Objective -
Update the records from the line with "Target = sky" through the end of the records, swapping "in pixels" for "in pixel coordinates" and leaving everything else the same.

Part of a data file -
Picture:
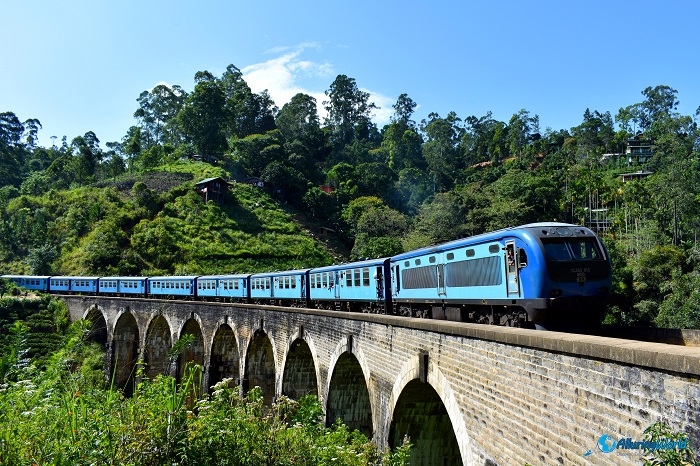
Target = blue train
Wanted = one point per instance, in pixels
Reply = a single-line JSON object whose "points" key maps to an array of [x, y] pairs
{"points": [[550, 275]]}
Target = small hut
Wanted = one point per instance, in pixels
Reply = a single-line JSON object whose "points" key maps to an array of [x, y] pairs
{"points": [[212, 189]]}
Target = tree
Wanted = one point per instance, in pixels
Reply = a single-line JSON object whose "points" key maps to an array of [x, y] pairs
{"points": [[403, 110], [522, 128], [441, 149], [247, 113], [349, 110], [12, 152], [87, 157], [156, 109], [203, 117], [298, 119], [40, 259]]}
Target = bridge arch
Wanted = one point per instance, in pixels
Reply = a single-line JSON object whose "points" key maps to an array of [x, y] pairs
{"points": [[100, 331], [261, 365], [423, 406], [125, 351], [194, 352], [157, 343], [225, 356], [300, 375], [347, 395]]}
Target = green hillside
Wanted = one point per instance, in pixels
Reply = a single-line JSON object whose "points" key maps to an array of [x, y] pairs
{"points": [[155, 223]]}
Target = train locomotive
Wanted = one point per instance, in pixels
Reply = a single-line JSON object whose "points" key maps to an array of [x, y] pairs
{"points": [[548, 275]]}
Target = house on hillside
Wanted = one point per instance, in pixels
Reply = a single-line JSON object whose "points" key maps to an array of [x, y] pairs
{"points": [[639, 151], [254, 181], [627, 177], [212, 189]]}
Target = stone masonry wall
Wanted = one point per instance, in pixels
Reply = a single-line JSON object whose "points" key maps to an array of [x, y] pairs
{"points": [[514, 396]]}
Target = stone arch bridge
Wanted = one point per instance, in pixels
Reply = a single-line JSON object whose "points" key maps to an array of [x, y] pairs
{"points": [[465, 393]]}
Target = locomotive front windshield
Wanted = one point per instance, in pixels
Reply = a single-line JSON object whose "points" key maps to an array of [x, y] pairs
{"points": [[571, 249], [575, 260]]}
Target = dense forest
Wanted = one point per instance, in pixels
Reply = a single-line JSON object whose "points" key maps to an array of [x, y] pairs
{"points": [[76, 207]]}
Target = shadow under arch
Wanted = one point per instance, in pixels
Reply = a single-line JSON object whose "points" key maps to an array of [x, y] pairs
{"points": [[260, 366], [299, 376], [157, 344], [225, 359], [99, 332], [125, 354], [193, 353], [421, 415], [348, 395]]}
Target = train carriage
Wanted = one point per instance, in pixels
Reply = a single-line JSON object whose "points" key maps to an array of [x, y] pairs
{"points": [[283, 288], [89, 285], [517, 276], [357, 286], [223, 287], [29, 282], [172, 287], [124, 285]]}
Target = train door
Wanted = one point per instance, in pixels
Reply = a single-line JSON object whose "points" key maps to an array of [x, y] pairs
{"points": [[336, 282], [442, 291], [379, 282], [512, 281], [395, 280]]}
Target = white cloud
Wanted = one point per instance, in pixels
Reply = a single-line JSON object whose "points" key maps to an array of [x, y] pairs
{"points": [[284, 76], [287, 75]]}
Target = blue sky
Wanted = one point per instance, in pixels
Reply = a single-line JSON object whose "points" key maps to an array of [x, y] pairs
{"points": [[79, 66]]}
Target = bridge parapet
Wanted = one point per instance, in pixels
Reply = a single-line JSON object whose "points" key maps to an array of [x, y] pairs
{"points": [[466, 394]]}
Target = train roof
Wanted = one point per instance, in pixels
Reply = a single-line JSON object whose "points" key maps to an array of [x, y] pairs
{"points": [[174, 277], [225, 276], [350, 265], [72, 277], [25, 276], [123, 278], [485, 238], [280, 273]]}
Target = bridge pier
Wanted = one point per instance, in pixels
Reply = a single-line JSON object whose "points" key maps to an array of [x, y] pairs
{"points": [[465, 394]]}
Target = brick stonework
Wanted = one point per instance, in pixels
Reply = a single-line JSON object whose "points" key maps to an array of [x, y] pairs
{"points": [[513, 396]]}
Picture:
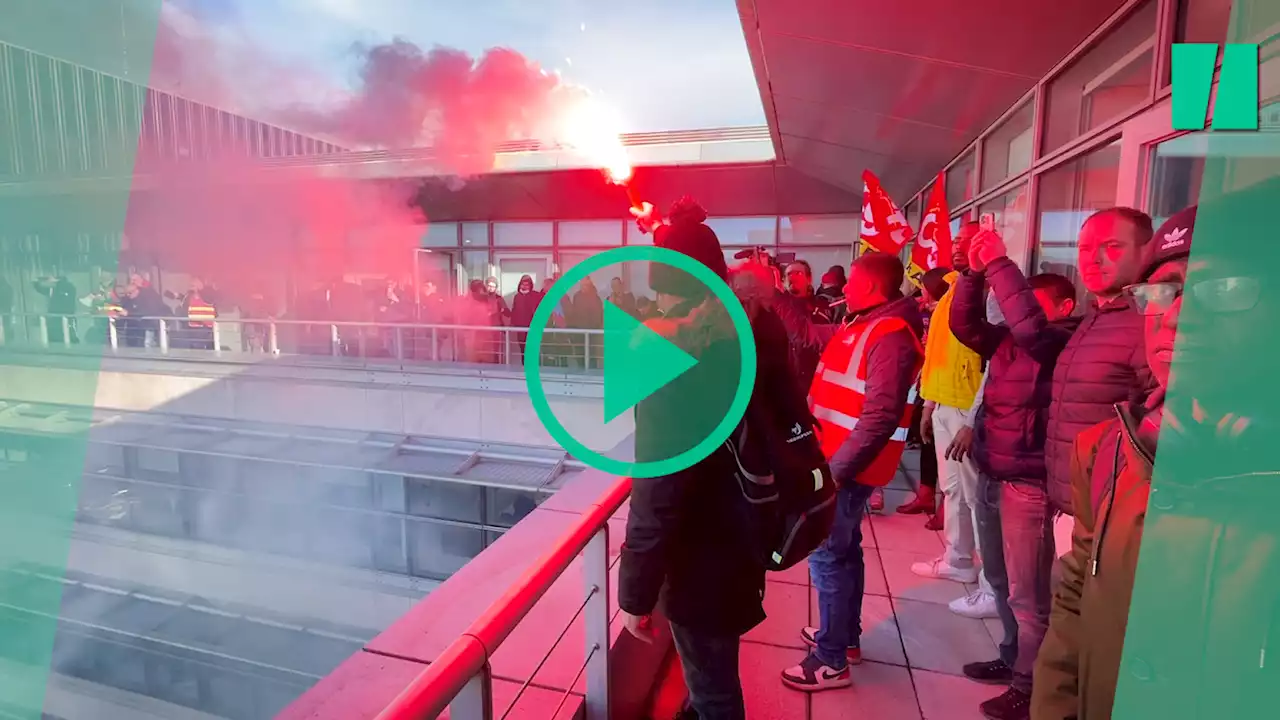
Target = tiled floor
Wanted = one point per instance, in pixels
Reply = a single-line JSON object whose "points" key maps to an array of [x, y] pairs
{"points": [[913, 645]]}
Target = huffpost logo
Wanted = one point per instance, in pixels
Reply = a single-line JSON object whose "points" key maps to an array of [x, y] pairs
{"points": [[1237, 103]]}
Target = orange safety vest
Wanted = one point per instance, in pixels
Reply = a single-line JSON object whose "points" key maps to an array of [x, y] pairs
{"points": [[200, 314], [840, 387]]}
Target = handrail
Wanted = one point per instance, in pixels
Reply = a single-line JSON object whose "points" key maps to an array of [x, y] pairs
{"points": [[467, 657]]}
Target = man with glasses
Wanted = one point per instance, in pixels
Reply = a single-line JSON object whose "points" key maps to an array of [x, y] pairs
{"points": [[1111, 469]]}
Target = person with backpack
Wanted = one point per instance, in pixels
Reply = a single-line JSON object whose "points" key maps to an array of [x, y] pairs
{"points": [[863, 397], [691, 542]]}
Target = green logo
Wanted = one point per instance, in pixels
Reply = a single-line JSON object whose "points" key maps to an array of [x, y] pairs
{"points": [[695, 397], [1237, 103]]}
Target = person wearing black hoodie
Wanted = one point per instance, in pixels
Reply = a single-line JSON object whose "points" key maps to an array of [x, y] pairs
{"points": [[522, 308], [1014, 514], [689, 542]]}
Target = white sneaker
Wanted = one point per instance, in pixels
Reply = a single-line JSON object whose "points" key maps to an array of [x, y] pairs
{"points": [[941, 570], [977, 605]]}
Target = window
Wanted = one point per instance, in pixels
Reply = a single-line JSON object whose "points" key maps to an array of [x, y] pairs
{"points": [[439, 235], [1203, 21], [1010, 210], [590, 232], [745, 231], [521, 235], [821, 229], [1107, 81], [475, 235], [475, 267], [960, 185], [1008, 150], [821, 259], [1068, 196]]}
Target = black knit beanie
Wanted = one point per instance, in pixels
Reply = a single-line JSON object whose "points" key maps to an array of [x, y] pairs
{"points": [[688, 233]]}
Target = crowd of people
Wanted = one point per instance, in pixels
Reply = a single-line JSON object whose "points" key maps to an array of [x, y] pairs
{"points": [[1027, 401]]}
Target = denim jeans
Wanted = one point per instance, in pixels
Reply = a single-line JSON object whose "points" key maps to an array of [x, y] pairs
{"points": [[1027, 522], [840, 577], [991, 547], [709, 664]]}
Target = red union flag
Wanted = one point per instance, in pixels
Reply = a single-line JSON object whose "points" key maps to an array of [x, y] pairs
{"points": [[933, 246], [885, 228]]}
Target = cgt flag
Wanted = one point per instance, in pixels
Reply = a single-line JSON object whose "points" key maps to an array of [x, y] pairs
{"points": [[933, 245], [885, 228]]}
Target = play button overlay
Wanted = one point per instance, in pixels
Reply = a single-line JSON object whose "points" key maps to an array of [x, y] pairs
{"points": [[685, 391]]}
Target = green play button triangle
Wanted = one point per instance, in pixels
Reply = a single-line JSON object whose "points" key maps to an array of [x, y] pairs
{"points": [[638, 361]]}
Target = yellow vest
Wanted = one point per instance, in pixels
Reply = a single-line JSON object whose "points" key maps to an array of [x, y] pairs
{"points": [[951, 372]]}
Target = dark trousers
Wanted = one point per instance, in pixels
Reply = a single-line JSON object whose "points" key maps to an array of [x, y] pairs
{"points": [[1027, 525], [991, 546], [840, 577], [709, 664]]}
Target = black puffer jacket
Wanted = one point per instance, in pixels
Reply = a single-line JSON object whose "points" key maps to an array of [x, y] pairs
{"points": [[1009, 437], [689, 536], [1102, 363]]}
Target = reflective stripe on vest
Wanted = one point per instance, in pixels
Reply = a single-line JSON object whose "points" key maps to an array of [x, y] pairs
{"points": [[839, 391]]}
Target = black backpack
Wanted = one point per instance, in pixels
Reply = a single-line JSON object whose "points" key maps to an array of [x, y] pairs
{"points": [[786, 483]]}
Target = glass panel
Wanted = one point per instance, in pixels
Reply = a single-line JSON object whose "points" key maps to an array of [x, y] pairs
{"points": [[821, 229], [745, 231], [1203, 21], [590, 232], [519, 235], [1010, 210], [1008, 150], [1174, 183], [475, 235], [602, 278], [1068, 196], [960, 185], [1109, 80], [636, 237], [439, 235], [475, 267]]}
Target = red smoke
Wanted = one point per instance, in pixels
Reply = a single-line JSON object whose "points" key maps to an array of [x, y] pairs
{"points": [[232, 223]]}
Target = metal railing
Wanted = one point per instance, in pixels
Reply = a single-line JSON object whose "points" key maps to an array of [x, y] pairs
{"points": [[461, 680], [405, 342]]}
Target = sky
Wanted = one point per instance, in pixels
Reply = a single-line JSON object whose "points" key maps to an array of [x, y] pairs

Completed task -
Target = sky
Wanted = one point per instance, in pixel coordinates
Reply = a single-line JSON object whose "points" key maps to an array of [x, y] pairs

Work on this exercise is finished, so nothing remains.